§ DIRECTIVE: Report every line of the records below that contains the string "deer", copying each one in full, and treat uppercase and lowercase as different.
....................
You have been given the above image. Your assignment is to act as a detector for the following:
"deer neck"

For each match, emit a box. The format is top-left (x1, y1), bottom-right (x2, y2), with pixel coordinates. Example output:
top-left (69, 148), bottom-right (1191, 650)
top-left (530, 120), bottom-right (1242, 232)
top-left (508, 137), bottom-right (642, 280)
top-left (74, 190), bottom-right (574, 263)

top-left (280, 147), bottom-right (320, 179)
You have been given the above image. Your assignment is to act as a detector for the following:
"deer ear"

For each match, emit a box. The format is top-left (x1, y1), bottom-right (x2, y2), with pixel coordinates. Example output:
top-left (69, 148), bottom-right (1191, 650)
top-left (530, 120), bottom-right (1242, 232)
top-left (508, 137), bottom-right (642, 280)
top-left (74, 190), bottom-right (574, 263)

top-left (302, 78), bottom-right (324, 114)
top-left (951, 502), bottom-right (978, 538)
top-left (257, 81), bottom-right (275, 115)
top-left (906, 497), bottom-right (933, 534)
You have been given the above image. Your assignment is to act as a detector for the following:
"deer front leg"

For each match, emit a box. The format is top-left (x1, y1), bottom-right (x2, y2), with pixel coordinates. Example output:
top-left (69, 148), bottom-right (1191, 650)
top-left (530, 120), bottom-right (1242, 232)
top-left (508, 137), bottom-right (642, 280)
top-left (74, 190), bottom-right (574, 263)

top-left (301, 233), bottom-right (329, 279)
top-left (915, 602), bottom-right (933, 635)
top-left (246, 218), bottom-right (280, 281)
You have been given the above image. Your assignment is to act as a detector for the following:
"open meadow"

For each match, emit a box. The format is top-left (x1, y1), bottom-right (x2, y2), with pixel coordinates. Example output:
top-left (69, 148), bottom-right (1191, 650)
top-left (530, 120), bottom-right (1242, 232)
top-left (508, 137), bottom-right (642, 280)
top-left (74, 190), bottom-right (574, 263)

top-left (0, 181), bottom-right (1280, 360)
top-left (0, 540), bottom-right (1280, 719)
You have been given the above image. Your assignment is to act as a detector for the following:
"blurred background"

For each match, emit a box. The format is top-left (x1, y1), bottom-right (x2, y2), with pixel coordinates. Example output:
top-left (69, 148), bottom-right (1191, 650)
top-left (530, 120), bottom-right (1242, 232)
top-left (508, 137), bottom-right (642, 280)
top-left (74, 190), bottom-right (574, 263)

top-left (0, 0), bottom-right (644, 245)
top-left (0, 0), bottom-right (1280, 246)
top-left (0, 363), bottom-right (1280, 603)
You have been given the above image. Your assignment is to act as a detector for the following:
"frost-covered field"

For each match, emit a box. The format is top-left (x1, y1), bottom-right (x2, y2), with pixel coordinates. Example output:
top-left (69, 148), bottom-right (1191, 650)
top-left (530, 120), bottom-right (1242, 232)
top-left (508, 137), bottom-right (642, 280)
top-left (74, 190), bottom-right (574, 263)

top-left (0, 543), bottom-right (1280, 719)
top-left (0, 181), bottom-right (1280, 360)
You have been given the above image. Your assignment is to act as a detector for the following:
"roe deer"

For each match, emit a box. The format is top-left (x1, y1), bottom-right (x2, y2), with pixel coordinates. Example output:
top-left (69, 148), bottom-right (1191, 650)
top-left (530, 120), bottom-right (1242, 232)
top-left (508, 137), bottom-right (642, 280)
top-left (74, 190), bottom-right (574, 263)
....................
§ TASK OUTPUT:
"deer neck"
"deer ear"
"deer front leg"
"roe deer"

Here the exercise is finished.